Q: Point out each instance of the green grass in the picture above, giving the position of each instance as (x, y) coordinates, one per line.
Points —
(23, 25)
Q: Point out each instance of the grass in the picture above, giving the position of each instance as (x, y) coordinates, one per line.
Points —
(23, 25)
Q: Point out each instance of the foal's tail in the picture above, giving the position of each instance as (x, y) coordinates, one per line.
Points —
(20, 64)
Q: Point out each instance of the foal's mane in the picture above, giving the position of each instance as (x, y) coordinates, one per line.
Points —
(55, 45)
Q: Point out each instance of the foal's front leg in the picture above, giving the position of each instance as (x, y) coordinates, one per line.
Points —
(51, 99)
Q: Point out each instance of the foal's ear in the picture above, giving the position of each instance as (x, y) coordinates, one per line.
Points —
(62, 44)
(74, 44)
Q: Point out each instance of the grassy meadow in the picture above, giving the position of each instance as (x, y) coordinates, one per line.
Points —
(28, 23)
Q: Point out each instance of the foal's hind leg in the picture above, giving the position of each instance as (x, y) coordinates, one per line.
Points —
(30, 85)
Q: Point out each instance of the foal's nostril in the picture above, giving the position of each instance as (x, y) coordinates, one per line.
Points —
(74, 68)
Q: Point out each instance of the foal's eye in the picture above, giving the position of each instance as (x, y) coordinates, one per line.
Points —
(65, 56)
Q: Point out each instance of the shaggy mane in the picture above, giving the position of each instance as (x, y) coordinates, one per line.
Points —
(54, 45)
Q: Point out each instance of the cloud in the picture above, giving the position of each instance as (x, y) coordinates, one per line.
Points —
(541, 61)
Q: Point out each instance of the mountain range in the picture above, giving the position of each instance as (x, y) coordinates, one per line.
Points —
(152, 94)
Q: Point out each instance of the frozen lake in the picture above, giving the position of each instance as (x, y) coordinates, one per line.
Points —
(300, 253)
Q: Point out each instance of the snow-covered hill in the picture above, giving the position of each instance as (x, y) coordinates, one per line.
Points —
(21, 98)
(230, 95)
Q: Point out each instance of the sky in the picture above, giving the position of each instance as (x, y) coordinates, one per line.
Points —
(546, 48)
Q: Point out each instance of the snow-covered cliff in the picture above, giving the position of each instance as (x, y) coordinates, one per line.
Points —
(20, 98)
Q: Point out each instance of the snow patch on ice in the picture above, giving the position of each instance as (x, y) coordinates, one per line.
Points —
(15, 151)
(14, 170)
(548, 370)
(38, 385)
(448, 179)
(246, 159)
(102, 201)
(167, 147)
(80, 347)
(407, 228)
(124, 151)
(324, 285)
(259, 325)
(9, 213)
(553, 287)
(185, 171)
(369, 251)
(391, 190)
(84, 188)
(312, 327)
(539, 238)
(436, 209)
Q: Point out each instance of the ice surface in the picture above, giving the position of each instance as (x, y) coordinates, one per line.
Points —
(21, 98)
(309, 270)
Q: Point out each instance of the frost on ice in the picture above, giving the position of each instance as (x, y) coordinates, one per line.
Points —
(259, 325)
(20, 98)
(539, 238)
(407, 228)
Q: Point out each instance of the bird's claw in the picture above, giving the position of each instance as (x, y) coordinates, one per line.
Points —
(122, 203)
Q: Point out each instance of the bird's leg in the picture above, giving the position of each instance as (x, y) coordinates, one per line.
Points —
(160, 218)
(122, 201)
......
* **Task**: Please print out every entry again, exactly as it reads.

* **Expected answer**:
Q: Point out each instance of the green grass in the picture above, giving the position of each instance as (x, y) coordinates, one per line.
Points —
(23, 25)
Q: Point out each instance of the grass in the picture above, giving the position of each instance as (x, y) coordinates, one per line.
Points —
(23, 25)
Q: Point out each instance of the foal's tail in the picture above, giving the position of each instance as (x, y) coordinates, one per line.
Points —
(20, 64)
Q: Point out each instance of the foal's mane in the picture above, giving the position of each instance as (x, y) coordinates, one per line.
Points —
(55, 45)
Q: Point out each instance of the foal's front leg in the picture above, giving the position of each instance as (x, y) coordinates, one per line.
Points —
(51, 99)
Q: Point out each instance of the foal's ear in the picture above, giving the position of each instance as (x, y) coordinates, one per line.
Points —
(62, 44)
(74, 44)
Q: Point out each instance of the grassy meadow in the picture above, giving the position of each instance as (x, y) coordinates, one per line.
Points —
(28, 23)
Q: Point out each instance of the foal's hind leg in the picture above, giving the position of each instance as (x, y) coordinates, one per line.
Points —
(30, 85)
Q: Point out each instance of the foal's nostril in the picture above, giving the position of each instance as (x, y) coordinates, one per line.
Points —
(74, 68)
Q: Point out each instance of the foal's eye in the picture above, giving the position of each instance as (x, y) coordinates, one per line.
Points —
(65, 56)
Q: Point out each instance of the shaggy mane in the picture above, giving the position of each instance as (x, y) coordinates, one per line.
Points —
(54, 45)
Q: Point out each instance of the cloud in the picture above, giving the position of each instance as (x, y) coordinates, one per line.
Points —
(541, 61)
Q: Point out each instance of the mountain range in the picture above, giving the position of each instance as (x, y) coordinates, one per line.
Points —
(152, 94)
Q: Point out each instance of the frozen lake in the picture above, giving the position of each instance as (x, y) coordinates, one per line.
Points —
(300, 253)
Q: Point out each instance of the snow-covered hill in the picture above, giving the position of each instance as (x, y) coordinates, one per line.
Points —
(21, 98)
(230, 95)
Q: Point out each instance of the sky in the picture above, giving the position of each instance as (x, y) coordinates, one per line.
Points —
(546, 48)
Q: Point out each instance of the snow-covered cliff in the picture above, giving the position of each instance as (x, y) coordinates, one per line.
Points —
(20, 98)
Q: Point out each instance of the snow patch on ice in the picture above, giving the position of each instance as (x, y) coordinates, one per line.
Points —
(15, 151)
(14, 170)
(548, 370)
(38, 385)
(448, 179)
(246, 159)
(102, 201)
(167, 147)
(80, 347)
(407, 228)
(124, 151)
(324, 285)
(259, 325)
(9, 213)
(553, 287)
(185, 171)
(369, 251)
(391, 190)
(84, 188)
(312, 327)
(539, 238)
(436, 209)
Q: Point out each instance of the ice surface in the picture above, giving the position of each instance as (x, y) coordinates, one per line.
Points —
(21, 98)
(309, 270)
Q: Point out each instance of the frost on ice in the picture above, giving the position of each instance as (x, y) coordinates, one per line.
Points —
(259, 325)
(20, 98)
(539, 238)
(407, 228)
Q: Point out each instance of the bird's claw in the picture above, giving the position of each instance as (x, y) coordinates, one per line.
Points —
(122, 203)
Q: Point out each instance of the bird's leg in the picture above, giving the position of each instance as (x, y) coordinates, one per line.
Points —
(160, 218)
(122, 201)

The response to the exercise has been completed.